▸ WHAT THIS TASK INVOLVES
Repeat the rows starting at the line containing "Task: annotate the ladder" and ending at the last row, labeling requests included, and add 28 to every x and y coordinate in the answer points.

▸ EXERCISE INPUTS
════
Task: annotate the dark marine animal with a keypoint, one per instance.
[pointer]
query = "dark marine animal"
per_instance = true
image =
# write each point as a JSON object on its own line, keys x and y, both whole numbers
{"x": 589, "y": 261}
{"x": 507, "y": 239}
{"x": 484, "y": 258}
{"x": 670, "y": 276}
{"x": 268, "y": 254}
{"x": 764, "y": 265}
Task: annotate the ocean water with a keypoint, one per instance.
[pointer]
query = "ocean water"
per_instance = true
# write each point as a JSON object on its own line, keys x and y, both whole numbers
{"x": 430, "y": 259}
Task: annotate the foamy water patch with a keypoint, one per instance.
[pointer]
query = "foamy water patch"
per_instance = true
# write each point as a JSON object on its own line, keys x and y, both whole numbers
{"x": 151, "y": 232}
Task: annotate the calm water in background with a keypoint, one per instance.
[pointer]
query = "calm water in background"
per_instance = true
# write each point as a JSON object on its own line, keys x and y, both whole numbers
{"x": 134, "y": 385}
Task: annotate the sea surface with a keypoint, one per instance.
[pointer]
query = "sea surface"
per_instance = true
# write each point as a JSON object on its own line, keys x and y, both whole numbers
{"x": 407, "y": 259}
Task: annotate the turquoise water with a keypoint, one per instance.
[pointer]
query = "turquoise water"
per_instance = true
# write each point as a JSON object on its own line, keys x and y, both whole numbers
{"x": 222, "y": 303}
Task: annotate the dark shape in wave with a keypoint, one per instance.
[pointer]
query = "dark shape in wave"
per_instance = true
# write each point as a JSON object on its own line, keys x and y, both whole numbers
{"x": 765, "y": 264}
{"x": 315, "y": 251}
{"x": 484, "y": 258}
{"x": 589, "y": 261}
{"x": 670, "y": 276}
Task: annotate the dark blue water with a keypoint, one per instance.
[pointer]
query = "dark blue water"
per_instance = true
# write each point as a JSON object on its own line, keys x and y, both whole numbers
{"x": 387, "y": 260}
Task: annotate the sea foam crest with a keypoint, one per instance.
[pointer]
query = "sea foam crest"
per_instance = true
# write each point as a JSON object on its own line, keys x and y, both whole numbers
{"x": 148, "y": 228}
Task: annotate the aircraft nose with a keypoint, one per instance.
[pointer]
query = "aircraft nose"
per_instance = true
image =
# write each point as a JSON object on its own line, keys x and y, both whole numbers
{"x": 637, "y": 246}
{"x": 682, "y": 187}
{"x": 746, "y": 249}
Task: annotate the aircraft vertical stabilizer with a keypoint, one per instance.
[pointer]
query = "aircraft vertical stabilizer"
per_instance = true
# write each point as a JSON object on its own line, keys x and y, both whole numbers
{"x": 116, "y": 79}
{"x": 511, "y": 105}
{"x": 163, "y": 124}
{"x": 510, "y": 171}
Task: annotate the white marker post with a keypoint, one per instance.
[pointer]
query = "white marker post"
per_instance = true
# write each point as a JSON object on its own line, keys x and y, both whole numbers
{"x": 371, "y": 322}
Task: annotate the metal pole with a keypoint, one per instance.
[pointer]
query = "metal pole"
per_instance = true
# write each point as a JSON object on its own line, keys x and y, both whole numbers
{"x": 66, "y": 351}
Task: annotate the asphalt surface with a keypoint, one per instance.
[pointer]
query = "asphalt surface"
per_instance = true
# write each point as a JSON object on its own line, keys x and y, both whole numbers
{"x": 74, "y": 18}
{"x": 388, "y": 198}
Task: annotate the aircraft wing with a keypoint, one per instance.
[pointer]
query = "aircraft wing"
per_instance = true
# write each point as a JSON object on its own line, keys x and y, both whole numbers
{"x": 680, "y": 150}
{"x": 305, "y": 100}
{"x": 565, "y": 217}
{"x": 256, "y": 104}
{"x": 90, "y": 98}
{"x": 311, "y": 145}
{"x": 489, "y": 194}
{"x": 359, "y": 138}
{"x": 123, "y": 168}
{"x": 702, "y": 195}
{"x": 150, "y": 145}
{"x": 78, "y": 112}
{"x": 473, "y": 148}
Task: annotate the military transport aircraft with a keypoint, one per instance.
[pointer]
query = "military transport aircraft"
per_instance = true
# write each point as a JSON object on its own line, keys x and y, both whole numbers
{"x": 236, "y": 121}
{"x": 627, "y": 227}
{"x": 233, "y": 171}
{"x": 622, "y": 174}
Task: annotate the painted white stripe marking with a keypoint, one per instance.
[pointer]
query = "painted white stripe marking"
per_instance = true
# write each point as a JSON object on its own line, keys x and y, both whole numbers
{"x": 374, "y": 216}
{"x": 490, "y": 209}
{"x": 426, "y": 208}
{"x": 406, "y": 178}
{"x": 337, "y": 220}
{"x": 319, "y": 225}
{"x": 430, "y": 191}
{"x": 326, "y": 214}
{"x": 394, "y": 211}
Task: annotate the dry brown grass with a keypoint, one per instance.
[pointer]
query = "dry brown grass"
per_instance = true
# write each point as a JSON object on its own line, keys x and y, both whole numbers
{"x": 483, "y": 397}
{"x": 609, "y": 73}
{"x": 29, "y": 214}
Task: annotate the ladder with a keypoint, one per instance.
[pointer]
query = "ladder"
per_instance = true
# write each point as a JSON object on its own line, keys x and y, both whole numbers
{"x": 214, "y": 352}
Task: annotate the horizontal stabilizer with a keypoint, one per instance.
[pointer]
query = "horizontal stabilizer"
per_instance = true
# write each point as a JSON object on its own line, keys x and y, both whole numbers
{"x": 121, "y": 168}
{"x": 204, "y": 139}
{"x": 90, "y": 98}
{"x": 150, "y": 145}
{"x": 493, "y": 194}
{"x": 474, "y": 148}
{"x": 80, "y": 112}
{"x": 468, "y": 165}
════
▸ FINISHED TASK
Task: annotate the ladder with a keypoint, one per instance.
[pointer]
query = "ladder"
per_instance = true
# write each point as a JSON object on its own line, keys x and y, both whole numbers
{"x": 242, "y": 380}
Task: annotate the horizontal stabilizer with a keypoint, one per instance.
[pointer]
query = "horizontal stabilizer"
per_instance = true
# write each point as a JSON object on its own line, keys x and y, both whole numbers
{"x": 149, "y": 196}
{"x": 232, "y": 167}
{"x": 118, "y": 126}
{"x": 178, "y": 173}
{"x": 521, "y": 222}
{"x": 502, "y": 176}
{"x": 108, "y": 140}
{"x": 496, "y": 193}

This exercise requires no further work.